* begin PAGE EXCERPT *

Exploding an array column of length N will replicate the top level record N times. The ith replicated record will contain a struct (not an array) corresponding to the ith element of the exploded array. Exploding will not promote any fields or otherwise change the schema of the data.

sdf_explode(x, column, is_map = FALSE, keep_all = FALSE)

Arguments

x

An object (usually a spark_tbl) coercible to a Spark DataFrame.

column

The field to explode

is_map

Logical. The (scala) explode method works for both array and map column types. If the column to explode in an array, then is_map=FALSE will ensure that the exploded output retains the name of the array column. If however the column to explode is a map, then the map will have key/value names that will be used if is_map=TRUE.

keep_all

Logical. If FALSE then records where the exploded value is empty/null will be dropped.

Details

Two types of exploding are possible. The default method calls the scala explode method. This operation is supported in both Spark version > 1.6. It will however drop records where the exploding field is empty/null. Alternatively keep_all=TRUE will use the explode_outer scala method introduced in spark 2 to not drop any records.

Examples

# NOT RUN {
# first get some nested data
iris2 <- copy_to(sc, iris, name="iris")
iris_nst <- iris2 %>%
  sdf_nest(Sepal_Length, Sepal_Width, Petal_Length, Petal_Width, .key="data") %>%
  group_by(Species) %>%
  summarize(data=collect_list(data))

# then explode it
iris_nst %>% sdf_explode(data)
# }

* end PAGE EXCERPT *

JOB A –
In the sdf_explode documentation, which scala method does keep_all=TRUE use?

* begin DATA RECORDS *

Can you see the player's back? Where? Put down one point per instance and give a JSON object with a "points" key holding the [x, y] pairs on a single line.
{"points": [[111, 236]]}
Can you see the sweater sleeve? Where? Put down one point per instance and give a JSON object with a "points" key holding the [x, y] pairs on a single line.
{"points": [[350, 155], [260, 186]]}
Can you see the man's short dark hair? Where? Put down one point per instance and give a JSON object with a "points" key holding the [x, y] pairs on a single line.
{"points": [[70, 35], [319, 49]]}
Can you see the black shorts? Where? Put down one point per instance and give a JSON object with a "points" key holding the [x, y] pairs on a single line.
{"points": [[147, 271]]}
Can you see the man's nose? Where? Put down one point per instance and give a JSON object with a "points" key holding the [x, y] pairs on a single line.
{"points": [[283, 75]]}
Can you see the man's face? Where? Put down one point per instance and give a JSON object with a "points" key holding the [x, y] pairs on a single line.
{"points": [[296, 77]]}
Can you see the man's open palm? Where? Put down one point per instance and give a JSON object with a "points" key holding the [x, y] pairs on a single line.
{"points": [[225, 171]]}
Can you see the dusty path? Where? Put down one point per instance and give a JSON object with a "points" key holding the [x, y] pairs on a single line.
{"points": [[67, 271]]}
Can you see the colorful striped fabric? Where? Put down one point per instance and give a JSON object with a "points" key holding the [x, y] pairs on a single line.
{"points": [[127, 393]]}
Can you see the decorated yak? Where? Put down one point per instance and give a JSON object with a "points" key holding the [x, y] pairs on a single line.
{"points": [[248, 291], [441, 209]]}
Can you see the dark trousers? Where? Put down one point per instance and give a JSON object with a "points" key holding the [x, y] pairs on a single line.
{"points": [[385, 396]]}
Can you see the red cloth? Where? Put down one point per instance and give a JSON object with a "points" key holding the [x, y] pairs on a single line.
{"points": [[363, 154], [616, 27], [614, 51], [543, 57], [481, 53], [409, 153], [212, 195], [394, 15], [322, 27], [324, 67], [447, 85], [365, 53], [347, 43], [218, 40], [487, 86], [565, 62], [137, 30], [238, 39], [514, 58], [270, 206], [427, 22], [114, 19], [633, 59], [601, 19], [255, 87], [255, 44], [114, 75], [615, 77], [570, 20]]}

* end DATA RECORDS *

JOB B –
Convert the stretch of records from the line containing "Can you see the decorated" through the end of the records into a Markdown table with the columns Row and Record line. Number each line and leave out blank lines.

REPLY A –
The explode_outer scala method.

REPLY B –
| Row | Record line |
|---|---|
| 1 | Can you see the decorated yak? Where? Put down one point per instance and give a JSON object with a "points" key holding the [x, y] pairs on a single line. |
| 2 | {"points": [[248, 291], [441, 209]]} |
| 3 | Can you see the dark trousers? Where? Put down one point per instance and give a JSON object with a "points" key holding the [x, y] pairs on a single line. |
| 4 | {"points": [[385, 396]]} |
| 5 | Can you see the red cloth? Where? Put down one point per instance and give a JSON object with a "points" key holding the [x, y] pairs on a single line. |
| 6 | {"points": [[363, 154], [616, 27], [614, 51], [543, 57], [481, 53], [409, 153], [212, 195], [394, 15], [322, 27], [324, 67], [447, 85], [365, 53], [347, 43], [218, 40], [487, 86], [565, 62], [137, 30], [238, 39], [514, 58], [270, 206], [427, 22], [114, 19], [633, 59], [601, 19], [255, 87], [255, 44], [114, 75], [615, 77], [570, 20]]} |